Tasks to perform =
**A.** According to the media release on the first NT Emergency Response Taskforce meeting, who chairs the Taskforce?
**B.** Retype the part of the media release between "The purpose of" and "the operational priorities.", inclusive.
BEGIN Source text
Media Release by The Hon Mal Brough MP

First NT Emergency Response Taskforce Meeting

The NT Emergency Response Taskforce met today for the first time along with the Prime Minister and the Minister for Families, Community Services and Indigenous Affairs.

The ‘Little Children are Sacred‘ Report detailed the shocking extent of child abuse and family violence in indigenous communities in the Northern Territory and alcohol abuse that is fuelling the situation. The magnitude of the problem has been known for some time and while there have been some attempts to address it, this has been clearly insufficient. The Taskforce recognises the urgent need for immediate intervention to lay the foundations for a longer term effort and ongoing commitment.

The purpose of the meeting was to provide more formal collective briefing on the Government’s intervention to protect Aboriginal children in remote parts of the NT, to settle the terms of reference for the Taskforce and to offer the first opportunity for the Taskforce to provide input into the operational priorities.

The Chair of the Taskforce, Magistrate Dr Sue Gordon, today said that the Taskforce had resolved its 100 per cent commitment to the vital task of providing emergency support to protect the affected children from abuse as the platform for building a better life for Aboriginal people in the NT.

Dr Gordon said that the Taskforce had:

  • Commended the Australian Government on the speed and strength of its commitment in the wake of the Little Children are Sacred Report and thanked State Governments who had pledged Policing support and other assistance to the NT.
  • Noted the commitment and support of the Northern Territory Government across a range of areas to assist the Taskforce achieve its objective.
  • Agreed that the number one priority for the operation was to facilitate safe, more stable communities to ensure children could live a secure life with reduced risk of abuse and to provide the platform for longer term success. The Taskforce said that these children should be able to aspire to the same opportunities as other Australians.
  • Agreed that an early priority was to tackle the high levels of alcohol abuse and violence in these communities.
  • Advised Government that assistance through and subsequent to the emergency response should avoid becoming another form of passive welfare. To that end it felt this should not be a Government commitment alone and that the local communities and parents had to assume their share of responsibility to protect children from those who would abuse them and to participate in improving their living conditions.
  • Agreed that, consistent with community shared responsibility, programs designed to promote activity for children and to engage the local labour force in tasks to contribute to community clean ups commence as soon as practicable – as would occur through local communities in any other emergency. To this end the Government should remove remote area participation exemptions in the prescribed communities to ensure all adults who were able to work make a contribution as part of their welfare conditions.
  • Agreed that it should be a whole of Australian community effort and that the Taskforce members should, as one of their roles, act as advocated within their professions to garner broader tangible community and business support to complement the emergency relief efforts of Government.
  • Asked the Government, as a matter of priority, to engage in local information campaigns to share information with the affected communities to provide comfort about the intent of the operation.
  • Subject to providing safety as the first order priority, requested the Government to come back to the Taskforce with details of proposals for the complementary parts of the emergency effort – before implementing them – namely measures to support school attendance and welfare reform and measures designed to provide for healthy well being and medical checks of children.
  • Agreed that regularising school attendance would help start the process of breaking the long term cycles of despair for the children themselves and was a critical measure of the level of neglect of children by adults in the community.
END Source text
BEGIN Available data
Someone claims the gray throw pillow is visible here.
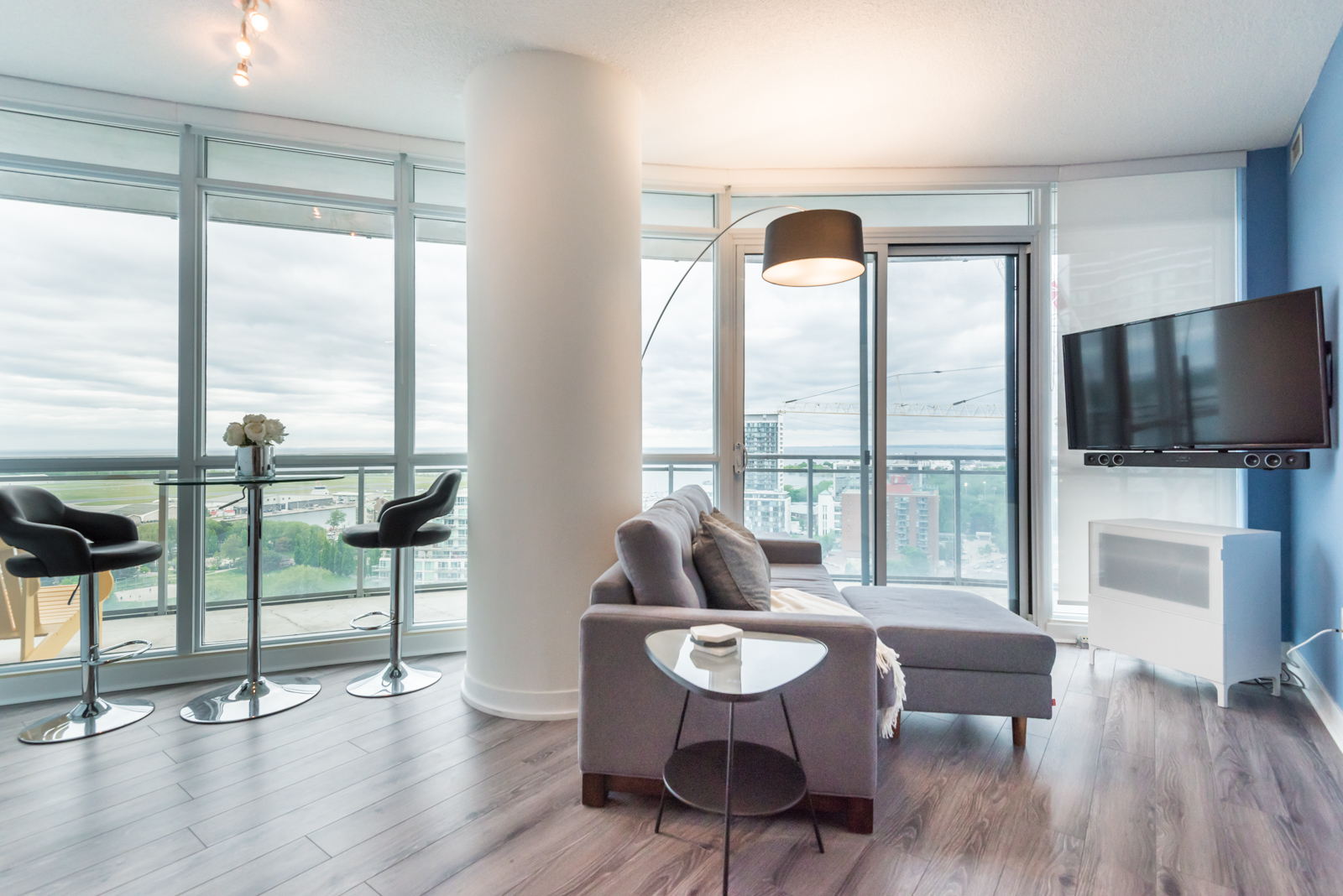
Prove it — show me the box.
[690,511,770,610]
END Available data
Answers for each item =
**A.** Magistrate Dr Sue Gordon chairs the Taskforce.

**B.**
The purpose of the meeting was to provide more formal collective briefing on the Government’s intervention to protect Aboriginal children in remote parts of the NT, to settle the terms of reference for the Taskforce and to offer the first opportunity for the Taskforce to provide input into the operational priorities.